Paul Auster's most intimate autobiographical work to date

In the beginning, everything was alive. The smallest objects were endowed with beating hearts . . .

Having recalled his life through the story of his physical self in Winter Journal, internationally acclaimed novelist Paul Auster now remembers the experience of his development from within through the encounters of his interior self with the outer world in Report from the Interior.
From his baby's-eye view of the man in the moon, to his childhood worship of the movie cowboy Buster Crabbe, to the composition of his first poem at the age of nine, to his dawning awareness of the injustices of American life, Report from the Interior charts Auster's moral, political, and intellectual journey as he inches his way toward adulthood through the postwar 1950s and into the turbulent 1960s.
Auster evokes the sounds, smells, and tactile sensations that marked his early life—and the many images that came at him, including moving images (he adored cartoons, he was in love with films), until, at its unique climax, the book breaks away from prose into pure imagery: The final section of Report from the Interior recapitulates the first three parts, told in an album of pictures. At once a story of the times—which makes it everyone's story—and the story of the emerging consciousness of a renowned literary artist, this four-part work answers the challenge of autobiography in ways rarely, if ever, seen before.
A Kirkus Reviews Best Nonfiction Book of 2013

  • Sales Rank: #641373 in eBooks
  • Published on: 2013-11-19
  • Released on: 2013-11-19
  • Format: Kindle eBook

From Booklist
Internationally revered novelist Auster follows Winter Journal (2012), his body-centric memoir, with a high-wire explication of his inner life, from his child’s sense that “everything was alive” to “the birth of self-consciousness” to his first writing attempts. Auster’s phenomenal literary powers are generated by his equal fluency in matters emotional and cerebral. Here the origins of that sustaining duality are revealed as he recounts his conscious efforts to “toughen up” and fend for himself as a boy in an unhappy Newark household. Auster nurtured himself with two great obsessions, baseball and books. He intricately chronicles his harsh awakenings to the world’s cruelty, revisits his reading passions, and offers long, enrapturing disquisitions on movies that, for him, were “blows to the head.” A cache of his old letters demolishes his tenuous memories of his student years at Columbia University during the Vietnam War protests and solitary sojourns in Maine and Paris. Closing with an “album” of historic photographs, Auster’s piquant self-portrait as a headstrong boy and “floundering boy-man” maps the “internal geography” of a hungry mind catalyzed and sustained by stories. --Donna Seaman

Review

“Intimate, even claustrophobic, this journey into the author's memory banks reads like a primal scream, an attempt to relive his youth and evolution.” ―Oprah Magazine

“Auster should be recognized as one of the great American prose stylists of our time…. [Auster's] autobiographical works are jewels perfectly cut, luminous little books… It would not be inaccurate to describe the first section, which gives the book its title, as perfect.” ―The New York Times Book Review

“Report from the Interior is a fetchingly original, if eclectic, examination of what it feels like to be a young person in a puzzle-world that still hasn't fallen into place. We all felt it as children; Auster has simply revisited it and put it into words.” ―Richmond Times-Dispatch

“[Report From the Interior] adds another piece to the jigsaw puzzle of one of our greatest writers.... There are wonderful Austerian twists and ruminations here, making for a satisfying addition to his eclectic canon. ” ―Shelf Awareness

“[Auster is an] achingly talented essayist.” ―Denver Post

“Celebrated author Auster (Sunset Park) observes his own life in this engaging memoir… Auster presents a fascinating take on the memoir. Students and fans will appreciate his original examination of his interior self.” ―Library Journal (Starred)
^^^^^^^^^^^^^^^^
REQUEST 1
How many lines of the records contain the string "small"? Case counts, so give only the number.

(Point-labeling examples)
^^^^^^^^^^^^^^^^
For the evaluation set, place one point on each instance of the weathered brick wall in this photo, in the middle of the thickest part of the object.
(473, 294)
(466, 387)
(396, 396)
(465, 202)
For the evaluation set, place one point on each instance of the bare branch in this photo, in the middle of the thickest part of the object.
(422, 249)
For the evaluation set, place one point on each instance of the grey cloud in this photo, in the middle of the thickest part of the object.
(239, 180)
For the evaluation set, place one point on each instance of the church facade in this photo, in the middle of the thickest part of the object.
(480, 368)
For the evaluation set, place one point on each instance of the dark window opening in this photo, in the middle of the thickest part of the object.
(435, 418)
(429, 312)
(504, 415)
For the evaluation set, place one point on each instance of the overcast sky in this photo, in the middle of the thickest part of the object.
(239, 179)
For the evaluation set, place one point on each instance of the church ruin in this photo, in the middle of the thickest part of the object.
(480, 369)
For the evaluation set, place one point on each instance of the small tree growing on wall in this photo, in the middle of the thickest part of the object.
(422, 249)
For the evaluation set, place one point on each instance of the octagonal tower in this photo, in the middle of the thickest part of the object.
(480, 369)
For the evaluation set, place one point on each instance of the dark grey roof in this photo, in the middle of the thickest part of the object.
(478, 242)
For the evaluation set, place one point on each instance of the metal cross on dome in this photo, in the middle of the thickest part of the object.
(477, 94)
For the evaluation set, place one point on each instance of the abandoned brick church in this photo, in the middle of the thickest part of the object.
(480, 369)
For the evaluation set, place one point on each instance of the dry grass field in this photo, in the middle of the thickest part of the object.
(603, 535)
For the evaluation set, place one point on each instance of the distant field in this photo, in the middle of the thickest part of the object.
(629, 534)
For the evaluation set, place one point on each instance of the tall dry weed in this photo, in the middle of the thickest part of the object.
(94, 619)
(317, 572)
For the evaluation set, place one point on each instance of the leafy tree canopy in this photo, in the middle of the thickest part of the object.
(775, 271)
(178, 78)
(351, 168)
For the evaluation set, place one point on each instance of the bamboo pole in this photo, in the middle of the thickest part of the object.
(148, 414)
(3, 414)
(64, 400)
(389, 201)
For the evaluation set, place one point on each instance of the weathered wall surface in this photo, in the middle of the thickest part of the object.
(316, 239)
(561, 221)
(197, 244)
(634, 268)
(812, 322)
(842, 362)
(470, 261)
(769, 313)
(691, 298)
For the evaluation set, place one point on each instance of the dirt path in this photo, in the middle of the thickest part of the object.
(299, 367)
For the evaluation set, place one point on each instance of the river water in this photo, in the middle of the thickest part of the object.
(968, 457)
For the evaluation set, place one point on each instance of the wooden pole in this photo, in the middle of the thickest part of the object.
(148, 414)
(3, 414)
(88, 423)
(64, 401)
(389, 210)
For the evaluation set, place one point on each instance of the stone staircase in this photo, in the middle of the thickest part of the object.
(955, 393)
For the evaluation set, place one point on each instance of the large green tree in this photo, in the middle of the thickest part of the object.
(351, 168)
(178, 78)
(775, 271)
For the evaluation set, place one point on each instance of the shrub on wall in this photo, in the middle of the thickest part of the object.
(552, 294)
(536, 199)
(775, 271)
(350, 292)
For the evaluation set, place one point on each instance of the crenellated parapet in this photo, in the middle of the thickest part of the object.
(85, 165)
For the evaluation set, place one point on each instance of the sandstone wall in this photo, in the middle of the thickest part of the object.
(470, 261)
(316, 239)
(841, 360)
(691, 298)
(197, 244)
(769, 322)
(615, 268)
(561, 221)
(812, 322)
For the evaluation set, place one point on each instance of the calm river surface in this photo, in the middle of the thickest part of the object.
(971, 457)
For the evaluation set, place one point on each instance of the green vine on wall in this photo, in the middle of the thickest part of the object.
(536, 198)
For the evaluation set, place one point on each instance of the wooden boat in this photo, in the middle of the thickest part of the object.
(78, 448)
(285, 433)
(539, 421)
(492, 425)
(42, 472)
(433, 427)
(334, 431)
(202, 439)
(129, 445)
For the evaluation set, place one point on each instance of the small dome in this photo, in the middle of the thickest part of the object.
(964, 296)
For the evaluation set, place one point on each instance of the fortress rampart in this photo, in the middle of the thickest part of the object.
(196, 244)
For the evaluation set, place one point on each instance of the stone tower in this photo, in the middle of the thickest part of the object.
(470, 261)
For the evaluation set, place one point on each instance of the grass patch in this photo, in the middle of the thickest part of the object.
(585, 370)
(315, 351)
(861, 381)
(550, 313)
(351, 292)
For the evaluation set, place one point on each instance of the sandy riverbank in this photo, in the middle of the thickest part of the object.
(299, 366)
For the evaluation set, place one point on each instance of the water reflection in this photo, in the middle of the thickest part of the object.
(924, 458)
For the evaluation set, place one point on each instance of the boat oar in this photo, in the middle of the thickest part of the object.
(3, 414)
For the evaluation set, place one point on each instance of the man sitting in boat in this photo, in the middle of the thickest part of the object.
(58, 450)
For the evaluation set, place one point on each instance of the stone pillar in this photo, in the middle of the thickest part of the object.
^^^^^^^^^^^^^^^^
REQUEST 2
Answer these questions from the text on Report from the Interior:
(a) Which movie cowboy did Auster worship as a child?
(b) On what date was the eBook published?
(c) At which university did Auster spend his student years?

CORRECT RESULT 1
2

CORRECT RESULT 2
(a) Buster Crabbe
(b) 2013-11-19
(c) Columbia University